SOAL A
Kumpulkan semua baris data di bawah yang mengandung kata "butterfly". Huruf besar dan kecil dibedakan.

Senjakala Migas di Tengah Ancaman Krisis Energi

Gathering 2

Industri minyak dan gas bumi (Migas) di tanah air mendekati titik nadir. Krisis energi pun menghantui sektor padat teknologi.

“Migas bukan lagi sebagai penopang pendapatan, tapi pendukung lokomotif pembangunan nasional.”

Demikian ujar Humas Satuan Kerja Khusus Pelaksana Kegiatan Usaha Hulu Minyak dan Gas Bumi (SKK Migas) Jawa Bali Nusa Tenggara (Jabanusa), Priandono Hernanto, saat membuka Media Gathering 2017 JOB P-PEJ dan Pimpinan Redaksi (Pimred) Media di Jawa Timur di Banyuwangi, Rabu (06/09/2017).

Di depan 30 Pimred media yang tersebar di Jawa Timur tersebut, Ian demikian dia akrab disapa, menambahkan, situasi industri Migas saat ini sudah berbeda dengan sekian tahun sebelumnya. Produksi minyak tak lagi bisa memenuhi kebutuhan nasional.

Saat ini produksi minyak nasional sekitar 800.000 barel per hari. Sedangkan konsumsi minyak secara nasional mencapai 1.600.000 barel per hari. Kekurangan energi tersebut ditutup dengan impor.

“Kita saat ini termasuk kategori negeri yang krisis energi (minyak),” tegas lelaki ramah itu.

Di wilayah Jawa Timur produksi minyak sebanyak 250.000 barel per hari. Jumlah tersebut mayoritas merupakan muntahan dari perut bumi Bojonegoro, dan Tuban. Diantaranya dari wilayah kerja Blok Cepu dengan sumur Banyuurip, dan sumur Sukowati dan Mudi dari Blok Tuban.

Blok Tuban dengan operator Joint Operating Body Pertamina Petrochina East Java (JOB P-PEJ), kontraknya akan berakhir pada Februari 2018 mendatang. “Kita belum dapat informasi, siapa yang akan mengoperatori Blok Tuban, saat ini sudah ditangan Pertamina,” kata Ian.    

Baca Juga :   Wapres Tiba di Banyuurip Blok Cepu

Selama 20 tahun sejak lapangan Mudi produksi pada tahun 1997, ungkap Admin Manager JOB P-PEJ, Endang Retnowati, corporate telah membuat program sosial kemasyarakatan. Pemeliharaan sumur yang dilakukan pun,  telah mengurangi penurunan produksi hingga 10.000 barel per hari.

DATA YANG DIBERIKAN
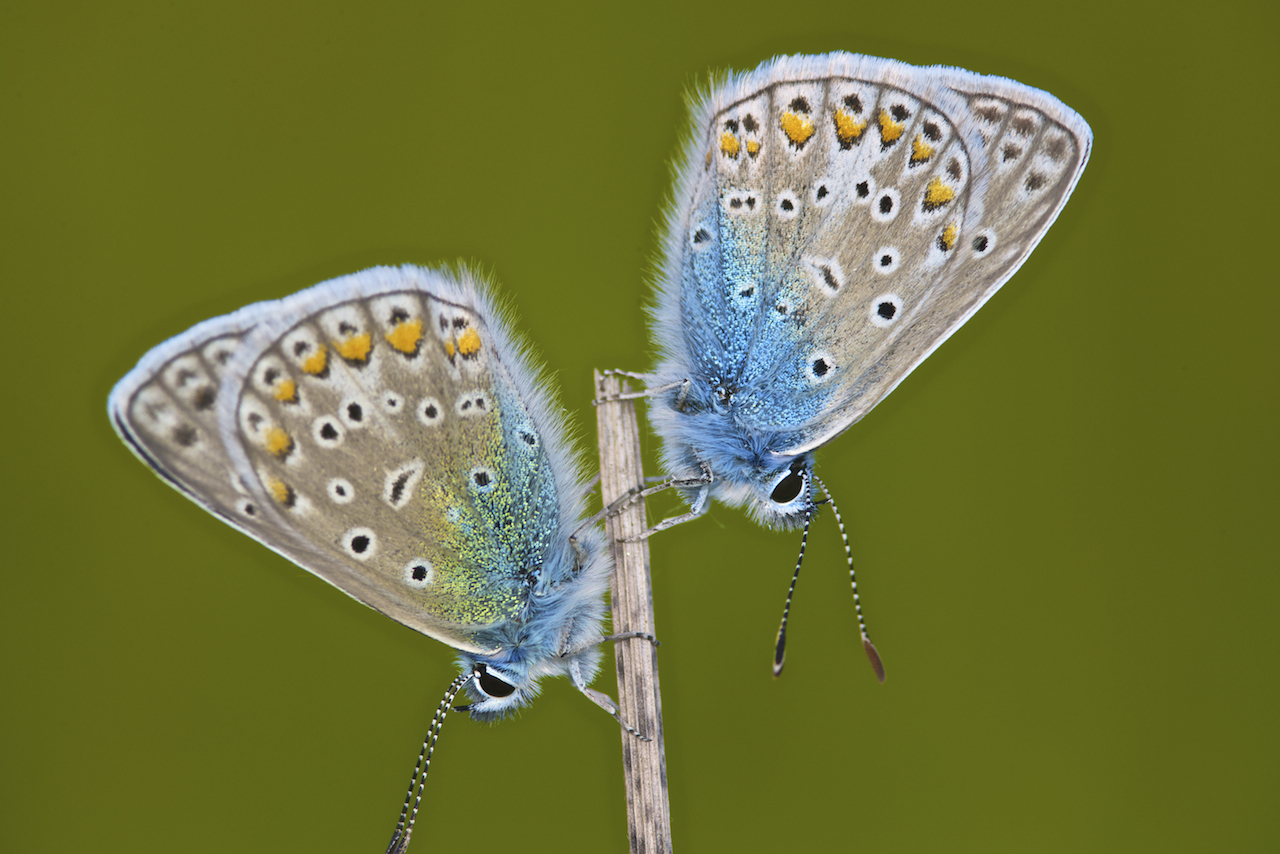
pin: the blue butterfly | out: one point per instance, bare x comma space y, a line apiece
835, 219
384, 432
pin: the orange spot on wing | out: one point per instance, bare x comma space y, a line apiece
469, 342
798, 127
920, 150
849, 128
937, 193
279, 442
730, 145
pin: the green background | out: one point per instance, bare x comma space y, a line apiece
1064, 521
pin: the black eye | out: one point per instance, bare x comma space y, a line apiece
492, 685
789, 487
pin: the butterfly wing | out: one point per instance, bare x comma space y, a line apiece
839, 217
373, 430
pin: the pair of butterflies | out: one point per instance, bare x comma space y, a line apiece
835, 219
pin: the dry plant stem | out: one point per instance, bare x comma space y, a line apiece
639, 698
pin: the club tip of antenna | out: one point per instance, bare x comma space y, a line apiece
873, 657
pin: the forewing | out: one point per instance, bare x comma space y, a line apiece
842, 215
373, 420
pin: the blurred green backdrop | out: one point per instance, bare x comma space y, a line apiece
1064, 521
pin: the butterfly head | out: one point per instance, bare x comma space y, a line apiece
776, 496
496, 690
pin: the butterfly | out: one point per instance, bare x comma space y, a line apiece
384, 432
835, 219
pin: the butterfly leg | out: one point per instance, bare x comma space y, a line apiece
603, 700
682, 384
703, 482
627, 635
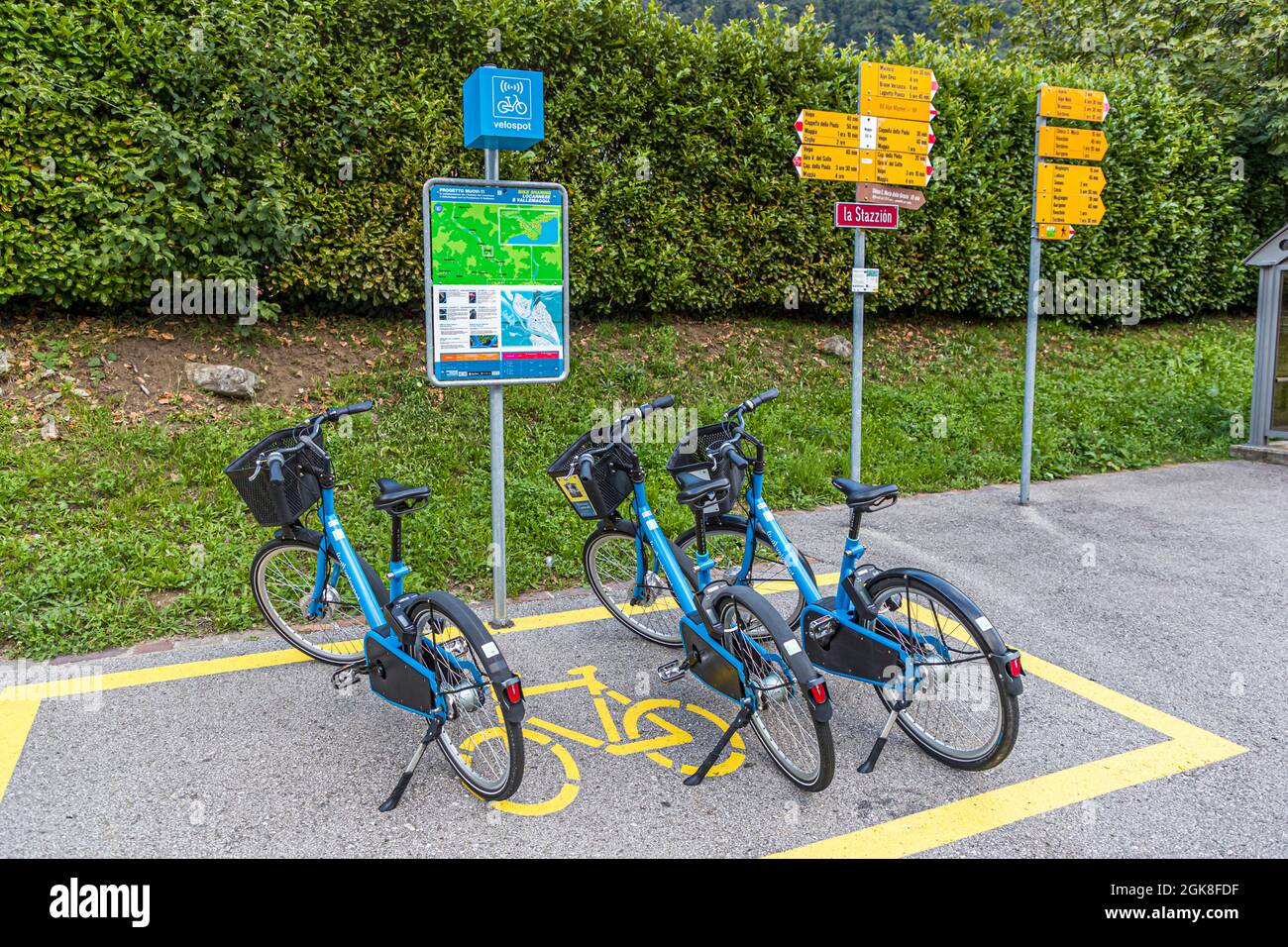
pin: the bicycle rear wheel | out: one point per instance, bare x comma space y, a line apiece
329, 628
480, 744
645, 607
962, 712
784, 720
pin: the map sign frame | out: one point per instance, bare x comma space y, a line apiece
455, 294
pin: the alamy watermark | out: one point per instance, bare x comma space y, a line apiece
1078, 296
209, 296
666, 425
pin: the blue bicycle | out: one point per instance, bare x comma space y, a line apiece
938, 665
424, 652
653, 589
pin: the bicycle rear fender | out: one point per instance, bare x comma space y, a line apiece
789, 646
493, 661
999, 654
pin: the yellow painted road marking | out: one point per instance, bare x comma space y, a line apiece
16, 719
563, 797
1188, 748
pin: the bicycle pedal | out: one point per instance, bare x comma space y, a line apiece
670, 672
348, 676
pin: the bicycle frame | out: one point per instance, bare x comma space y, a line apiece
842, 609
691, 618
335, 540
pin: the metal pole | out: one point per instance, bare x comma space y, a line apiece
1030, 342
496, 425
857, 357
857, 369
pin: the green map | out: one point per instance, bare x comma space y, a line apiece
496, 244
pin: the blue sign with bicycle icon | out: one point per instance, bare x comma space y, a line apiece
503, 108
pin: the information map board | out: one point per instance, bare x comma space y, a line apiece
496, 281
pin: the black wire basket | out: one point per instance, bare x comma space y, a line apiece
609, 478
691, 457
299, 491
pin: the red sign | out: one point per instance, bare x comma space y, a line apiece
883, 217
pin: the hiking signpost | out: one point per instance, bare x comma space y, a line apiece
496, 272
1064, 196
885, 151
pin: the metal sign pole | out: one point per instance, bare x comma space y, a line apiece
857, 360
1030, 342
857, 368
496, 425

SOAL B
Tolong lanjutkan artikel tentang senjakala industri migas di atas mulai dari kalimat terakhirnya.

HASIL LATIHAN A
pin: the blue butterfly | out: one point per instance, bare x comma space y, a line apiece
pin: the butterfly wing | out: one point per instance, bare x comma space y, a line apiece
pin: the butterfly head | out: one point per instance, bare x comma space y, a line apiece
pin: the butterfly | out: one point per instance, bare x comma space y, a line apiece
pin: the butterfly leg | out: one point per instance, bare x comma space y, a line apiece

HASIL LATIHAN B
“Berbagai program yang telah dilakukan untuk masyarakat sekitar, bisa diteruskan oleh operator yang baru nanti,” kata Endang Retnowati dalam kesempatan sama.

Kebutuhan minyak nasional, papar Sekjen Himpunan Ahli Geofisika Indonesia (HAGI), Arif Gunawan, dari tahun ke tahun mengalami lonjakan. Sayangnya belum seimbang dengan produksi, sehingga impor merupakan hal yang tak bisa dielak.

Di medio 1981, saat itu era Pelita III pemerintahan Orde Baru, produksi minyak nasional berkisar 1,3 juta hingga 1,6 juta barel per hari. Data tahun 2016 menyebut, produksi menurun di kisaran 825.000 hingga 850.000 barel.

“Dulu belum banyak mobil berseliweran di jalan, sekarang semakin banyak dan itu butuh minyak,” timpal Ian. “Kita sekarang di bawah Malaysia untuk masalah Migas,” pungkasnya.

Menurut prediksi, sergah Arif Gunawan, pada tahun 2025 kebutuhan minyak nasional mencapai 2,2 juta barel per hari. Tahun 2050 melompat hingga 4,6 juta barel per hari. Jika produksi nasional seperti saat ini, diperkirakan 87 persen kebutuhan minyak akan dipenuhi melalui impor.

Banyak kendala menjadi sebab krisis minyak yang bakal menimpa Indonesia. Di samping eksploitasi terhadap potensi cadangan minyak tak banyak dilakukan, regulasi perijinan terindikasi berpotensi menghambat investasi sektor Migas. Bentuk perijinan dinilai terlalu panjang berliku, dan melelahkan.

Baca Juga :   Dishub Monitoring Penyeberangan Bengawan Solo

Dalam makalahnya, alumni Institut Tehnologi Sepuluh November (ITS) Surabaya ini memaparkan, ada 373 jenis perijinan yang dilalui dalam investasi sektor hulu Migas. Jumlah tersebut tersebar di 19 kementrian. Itu belum regulasi dari daerah yang musti dilalui investasi.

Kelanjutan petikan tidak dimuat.